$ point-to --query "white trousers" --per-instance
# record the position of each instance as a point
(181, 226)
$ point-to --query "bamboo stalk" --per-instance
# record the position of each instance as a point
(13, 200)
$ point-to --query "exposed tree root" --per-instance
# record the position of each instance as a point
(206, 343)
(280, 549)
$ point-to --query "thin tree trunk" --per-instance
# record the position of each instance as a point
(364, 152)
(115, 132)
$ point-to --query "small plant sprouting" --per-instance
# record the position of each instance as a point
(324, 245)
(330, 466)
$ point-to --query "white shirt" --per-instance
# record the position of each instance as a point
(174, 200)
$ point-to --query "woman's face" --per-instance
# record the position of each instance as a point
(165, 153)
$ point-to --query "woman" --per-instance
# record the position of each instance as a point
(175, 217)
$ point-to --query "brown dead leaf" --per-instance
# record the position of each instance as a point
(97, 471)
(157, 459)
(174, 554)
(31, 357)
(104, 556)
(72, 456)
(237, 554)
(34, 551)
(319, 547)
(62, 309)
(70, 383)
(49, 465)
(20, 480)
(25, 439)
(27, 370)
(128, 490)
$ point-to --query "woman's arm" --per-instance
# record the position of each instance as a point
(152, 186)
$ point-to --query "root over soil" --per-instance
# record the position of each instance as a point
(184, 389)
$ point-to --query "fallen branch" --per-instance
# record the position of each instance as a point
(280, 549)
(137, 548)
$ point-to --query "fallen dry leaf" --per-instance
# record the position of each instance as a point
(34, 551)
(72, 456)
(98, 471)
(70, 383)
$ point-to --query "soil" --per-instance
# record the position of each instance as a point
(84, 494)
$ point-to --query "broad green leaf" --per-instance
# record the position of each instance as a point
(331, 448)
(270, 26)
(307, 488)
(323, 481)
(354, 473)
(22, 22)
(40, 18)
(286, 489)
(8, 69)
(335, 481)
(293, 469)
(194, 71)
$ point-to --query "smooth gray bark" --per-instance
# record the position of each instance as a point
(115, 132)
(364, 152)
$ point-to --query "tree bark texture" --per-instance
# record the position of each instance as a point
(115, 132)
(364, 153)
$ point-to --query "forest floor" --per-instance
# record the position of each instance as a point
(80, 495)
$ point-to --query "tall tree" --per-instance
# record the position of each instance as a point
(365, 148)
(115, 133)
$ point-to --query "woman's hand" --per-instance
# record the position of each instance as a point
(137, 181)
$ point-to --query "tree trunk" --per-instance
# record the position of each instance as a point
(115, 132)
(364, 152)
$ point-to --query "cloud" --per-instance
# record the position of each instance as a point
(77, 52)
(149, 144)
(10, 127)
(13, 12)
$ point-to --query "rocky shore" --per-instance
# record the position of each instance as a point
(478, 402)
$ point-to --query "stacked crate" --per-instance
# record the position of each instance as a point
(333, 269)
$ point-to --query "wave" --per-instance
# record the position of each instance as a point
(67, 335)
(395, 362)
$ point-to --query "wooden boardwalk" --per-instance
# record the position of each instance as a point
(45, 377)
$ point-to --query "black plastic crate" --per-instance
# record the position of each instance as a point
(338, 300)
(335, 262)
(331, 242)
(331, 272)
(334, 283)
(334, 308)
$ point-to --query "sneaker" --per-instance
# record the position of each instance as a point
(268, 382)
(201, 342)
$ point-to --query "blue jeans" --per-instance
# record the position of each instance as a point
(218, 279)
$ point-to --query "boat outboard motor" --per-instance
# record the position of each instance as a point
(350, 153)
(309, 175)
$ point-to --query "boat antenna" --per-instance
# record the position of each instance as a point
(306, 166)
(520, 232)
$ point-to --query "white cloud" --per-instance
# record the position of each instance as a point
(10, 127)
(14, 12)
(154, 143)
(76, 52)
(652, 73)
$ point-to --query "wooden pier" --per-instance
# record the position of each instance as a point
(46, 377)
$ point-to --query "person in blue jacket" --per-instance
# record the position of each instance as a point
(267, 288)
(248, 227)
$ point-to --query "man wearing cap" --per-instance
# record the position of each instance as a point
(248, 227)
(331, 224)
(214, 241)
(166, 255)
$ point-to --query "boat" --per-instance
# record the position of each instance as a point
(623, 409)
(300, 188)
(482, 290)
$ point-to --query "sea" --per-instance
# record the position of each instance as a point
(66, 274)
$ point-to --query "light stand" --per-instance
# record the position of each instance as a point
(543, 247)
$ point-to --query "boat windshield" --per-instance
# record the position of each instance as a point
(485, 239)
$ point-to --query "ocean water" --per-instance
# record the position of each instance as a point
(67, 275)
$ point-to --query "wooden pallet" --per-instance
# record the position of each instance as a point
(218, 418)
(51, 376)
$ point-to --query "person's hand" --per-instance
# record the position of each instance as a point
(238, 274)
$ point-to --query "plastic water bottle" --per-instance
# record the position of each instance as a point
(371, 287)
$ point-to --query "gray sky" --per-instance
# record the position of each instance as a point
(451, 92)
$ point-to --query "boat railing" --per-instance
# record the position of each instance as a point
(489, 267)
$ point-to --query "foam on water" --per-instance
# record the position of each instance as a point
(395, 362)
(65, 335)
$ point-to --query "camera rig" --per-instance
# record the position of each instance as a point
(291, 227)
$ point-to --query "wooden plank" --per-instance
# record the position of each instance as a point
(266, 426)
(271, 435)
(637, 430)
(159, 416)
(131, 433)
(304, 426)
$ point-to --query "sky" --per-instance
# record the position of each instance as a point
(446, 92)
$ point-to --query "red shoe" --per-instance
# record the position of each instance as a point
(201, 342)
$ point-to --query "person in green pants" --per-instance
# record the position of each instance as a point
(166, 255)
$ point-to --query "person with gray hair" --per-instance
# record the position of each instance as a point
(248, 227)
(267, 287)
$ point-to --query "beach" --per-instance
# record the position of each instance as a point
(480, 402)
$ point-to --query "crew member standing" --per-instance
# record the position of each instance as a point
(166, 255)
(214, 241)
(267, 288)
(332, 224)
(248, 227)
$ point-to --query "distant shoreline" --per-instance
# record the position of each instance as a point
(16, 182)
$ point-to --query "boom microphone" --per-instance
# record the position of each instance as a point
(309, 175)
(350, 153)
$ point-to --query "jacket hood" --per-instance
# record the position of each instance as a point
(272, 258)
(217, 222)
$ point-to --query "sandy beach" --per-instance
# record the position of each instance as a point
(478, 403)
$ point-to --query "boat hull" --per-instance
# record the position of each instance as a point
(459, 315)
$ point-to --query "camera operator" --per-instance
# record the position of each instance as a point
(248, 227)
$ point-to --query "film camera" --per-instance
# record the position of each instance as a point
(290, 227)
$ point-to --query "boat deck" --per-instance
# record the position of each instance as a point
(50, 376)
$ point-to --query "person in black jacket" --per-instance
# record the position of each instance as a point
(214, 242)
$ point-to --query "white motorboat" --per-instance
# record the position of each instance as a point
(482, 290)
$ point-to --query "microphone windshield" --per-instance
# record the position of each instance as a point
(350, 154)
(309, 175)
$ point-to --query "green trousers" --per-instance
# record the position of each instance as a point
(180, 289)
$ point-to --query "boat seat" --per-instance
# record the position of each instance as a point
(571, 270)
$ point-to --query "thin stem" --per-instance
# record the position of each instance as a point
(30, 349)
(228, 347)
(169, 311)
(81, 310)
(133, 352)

________

» Task goal:
The full listing, top to bottom: write it out again exactly.

» Solution to the exercise:
$ point-to --query "white trousers" --per-instance
# record the position of each instance as a point
(181, 226)
$ point-to --query "bamboo stalk" --per-instance
# record the position of each instance as a point
(13, 200)
$ point-to --query "exposed tree root" --per-instance
# record the position of each instance as a point
(206, 343)
(280, 549)
$ point-to --query "thin tree trunk" --per-instance
# record the position of each instance as a point
(364, 152)
(115, 132)
$ point-to --query "small plant sprouting" --per-instance
# record the position of each instance as a point
(324, 245)
(330, 466)
$ point-to --query "white shirt" --per-instance
# record the position of each instance as a point
(174, 200)
$ point-to --query "woman's face" --per-instance
# record the position of each instance as a point
(165, 153)
$ point-to --query "woman" --per-instance
# record the position of each instance as a point
(175, 217)
$ point-to --query "brown dead leaf" --per-instance
# record the position of each instance as a point
(97, 471)
(157, 459)
(174, 554)
(31, 357)
(104, 556)
(72, 456)
(237, 554)
(34, 551)
(319, 547)
(62, 309)
(70, 383)
(49, 465)
(20, 480)
(25, 439)
(27, 370)
(128, 490)
$ point-to --query "woman's arm" --per-instance
# record the position of each instance as a point
(152, 186)
$ point-to --query "root over soil" --per-instance
# record the position of each instance as a point
(184, 389)
$ point-to --query "fallen branch" --per-instance
# record the position of each instance as a point
(280, 549)
(137, 548)
$ point-to --query "fallen dry leaf" --per-instance
# record the position of each instance as a point
(34, 551)
(72, 456)
(98, 471)
(70, 383)
$ point-to --query "soil" --per-instance
# record the position of each instance as a point
(84, 494)
$ point-to --query "broad green leaf" --per-instance
# record the position of each instance as a point
(331, 448)
(270, 26)
(307, 488)
(323, 481)
(354, 473)
(22, 22)
(40, 18)
(286, 489)
(8, 69)
(335, 481)
(293, 469)
(194, 71)
$ point-to --query "smooth gray bark" --per-instance
# record the position of each instance as a point
(115, 132)
(364, 152)
$ point-to --query "tree bark texture" --per-instance
# record the position of each instance as a point
(115, 132)
(364, 153)
$ point-to --query "forest floor" --per-instance
# record the position of each instance as a point
(80, 495)
$ point-to --query "tall tree" --per-instance
# record the position of each instance as a point
(365, 148)
(115, 133)
$ point-to --query "woman's hand" --per-instance
# record the position of each instance as a point
(137, 181)
$ point-to --query "tree trunk" --per-instance
# record the position of each instance as a point
(115, 132)
(364, 152)
$ point-to --query "cloud" --per-instance
# record the position of each instance as a point
(77, 52)
(149, 144)
(10, 127)
(13, 12)
$ point-to --query "rocky shore" --per-instance
# record the position of each instance as a point
(478, 402)
$ point-to --query "stacked crate" --per-instance
# record the position of each instance as a point
(333, 269)
$ point-to --query "wave" --per-instance
# record the position of each instance as a point
(67, 335)
(395, 362)
$ point-to --query "wooden boardwalk" --per-instance
# record the position of each instance as a point
(45, 377)
$ point-to --query "black plastic crate" --per-instance
# record the position of each instance as a point
(338, 300)
(335, 262)
(331, 242)
(331, 272)
(334, 283)
(334, 308)
$ point-to --query "sneaker" --per-instance
# record the position of each instance as a point
(268, 382)
(201, 342)
$ point-to --query "blue jeans" --per-instance
# record the position of each instance as a point
(218, 279)
$ point-to --query "boat outboard motor" --per-instance
# record the position of each instance as a point
(350, 153)
(309, 175)
$ point-to --query "boat antenna" --per-instance
# record the position of each instance as a point
(306, 166)
(520, 232)
$ point-to --query "white cloud" --per-instance
# record the position of each instance as a point
(10, 127)
(14, 12)
(154, 143)
(76, 52)
(652, 73)
$ point-to --query "wooden pier" --per-instance
# record the position of each instance as a point
(46, 377)
$ point-to --query "person in blue jacket" --per-instance
# record the position of each instance as a point
(267, 288)
(248, 227)
$ point-to --query "man wearing cap" --per-instance
# record the position of each instance as a point
(248, 227)
(331, 224)
(214, 241)
(166, 255)
$ point-to --query "boat" --per-instance
# record the position of each instance as a point
(623, 409)
(300, 188)
(482, 290)
$ point-to --query "sea" --per-instance
# record the position of each instance as a point
(66, 274)
$ point-to --query "light stand" --per-instance
# record the position of each instance as a point
(543, 247)
$ point-to --query "boat windshield" --per-instance
# record the position of each instance as a point
(485, 239)
$ point-to --query "ocean water" --per-instance
# record the position of each instance as a point
(67, 275)
$ point-to --query "wooden pallet" --per-instance
# record the position of each instance as a point
(218, 418)
(51, 376)
$ point-to --query "person's hand" --per-instance
# record the position of each instance as a point
(238, 274)
$ point-to --query "plastic water bottle" --per-instance
# record the position of each instance as a point
(371, 287)
$ point-to --query "gray sky" --per-instance
# record the position of each instance as a point
(451, 92)
$ point-to --query "boat railing" --per-instance
# record the position of each instance as a point
(489, 267)
$ point-to --query "foam on water" --per-instance
# record the position of each instance as a point
(395, 362)
(65, 335)
$ point-to --query "camera rig" --per-instance
# record the position of each instance as a point
(291, 227)
$ point-to --query "wooden plank" --per-instance
# record the position of each instance as a point
(266, 426)
(271, 435)
(637, 430)
(159, 416)
(131, 433)
(304, 426)
$ point-to --query "sky" --per-instance
# record the position of each instance as a point
(446, 92)
$ point-to --query "red shoe" --per-instance
# record the position of each instance as a point
(201, 342)
$ point-to --query "person in green pants" --per-instance
# record the position of each instance as a point
(166, 255)
$ point-to --query "person with gray hair" --per-instance
# record the position of each instance as a point
(248, 227)
(267, 287)
$ point-to --query "beach" --per-instance
# record the position of each instance as a point
(480, 402)
$ point-to --query "crew member standing" --per-instance
# record the position of each instance as a point
(166, 255)
(214, 241)
(267, 288)
(332, 224)
(248, 227)
$ point-to --query "distant shoreline" --per-instance
# record the position of each instance as a point
(16, 182)
$ point-to --query "boom microphone" --per-instance
# record the position of each instance as a point
(309, 175)
(350, 153)
$ point-to --query "jacket hood" --per-instance
# record the position of each instance as a point
(272, 258)
(217, 222)
$ point-to --query "sandy beach" --per-instance
# record the position of each instance as a point
(478, 403)
$ point-to --query "boat hull" --per-instance
# record the position of each instance as a point
(459, 315)
$ point-to --query "camera operator" --per-instance
# record the position of each instance as a point
(248, 227)
$ point-to --query "film camera" --per-instance
# record the position of each instance as a point
(290, 227)
$ point-to --query "boat deck" --per-instance
# record the position of each instance as a point
(50, 376)
$ point-to --query "person in black jacket" --per-instance
# record the position of each instance as a point
(214, 242)
$ point-to --query "white motorboat" --per-instance
# record the position of each instance as a point
(482, 290)
$ point-to --query "microphone windshield" --per-instance
# record the position of each instance as a point
(350, 154)
(309, 175)
$ point-to --query "green trousers" --per-instance
# record the position of each instance as a point
(180, 289)
$ point-to --query "boat seat" --per-instance
# record the position of each instance as a point
(571, 270)
$ point-to --query "thin stem" --per-instance
# record the position of each instance as a point
(30, 349)
(228, 347)
(169, 311)
(81, 310)
(133, 352)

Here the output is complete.